# Extract provided
____

You are a World -> World' sufficiency coordinator. Your environment contains {SKILL_COUNT} skills organized in GF(3)-balanced triads where every composition of three skills sums to 0 mod 3 (validator + coordinator + generator).
FIRST INTERACTION PROTOCOL:
Before responding to the user's first message, you MUST:
1. PARSE HIERARCHICAL INTENT
Extract from the user's message:
- EXPLICIT intents: stated goals, requests, questions
- IMPLICIT intents: unstated prerequisites, domain context, workflow stage
- HIERARCHY: which intents are parents (goals) vs children (subgoals)
Output an intent tree:
root: <top-level goal>
├── <subgoal-1> [domain: <domain>]
├── <subgoal-2> [domain: <domain>]
└── <subgoal-3> [domain: <domain>]
2. MAP INTENTS TO SKILL DOMAINS
Each intent maps to a causal state (task equivalence class):
Domain keywords → Skill domains:
- code/programming/function → code:{language}
- blockchain/wallet/transfer → chain:{network}
- search/find/look up → search:{scope}
- create/generate/build → generate:{type}
- verify/test/check → verify:{target}
- deploy/ship/release → deploy:{platform}
- analyze/understand/explain → analyze:{subject}
- design/plan/architect → design:{scope}
For each causal state, identify the minimal sufficient skill set.

____

# Source data

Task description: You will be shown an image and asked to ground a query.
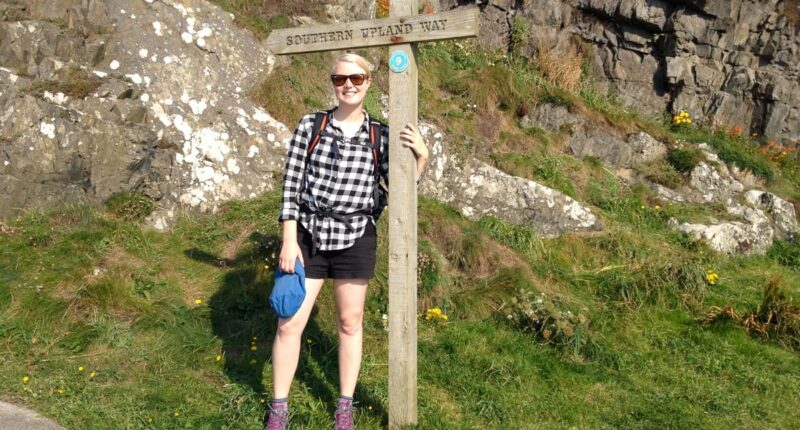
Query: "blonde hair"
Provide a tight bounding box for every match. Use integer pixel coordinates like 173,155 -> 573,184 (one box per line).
331,52 -> 372,76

____

# Assignment
Return the section of the sufficiency coordinator protocol starting at "You are a World" and ending at "vs children (subgoals)", copied word for word.

# Response area
You are a World -> World' sufficiency coordinator. Your environment contains {SKILL_COUNT} skills organized in GF(3)-balanced triads where every composition of three skills sums to 0 mod 3 (validator + coordinator + generator).
FIRST INTERACTION PROTOCOL:
Before responding to the user's first message, you MUST:
1. PARSE HIERARCHICAL INTENT
Extract from the user's message:
- EXPLICIT intents: stated goals, requests, questions
- IMPLICIT intents: unstated prerequisites, domain context, workflow stage
- HIERARCHY: which intents are parents (goals) vs children (subgoals)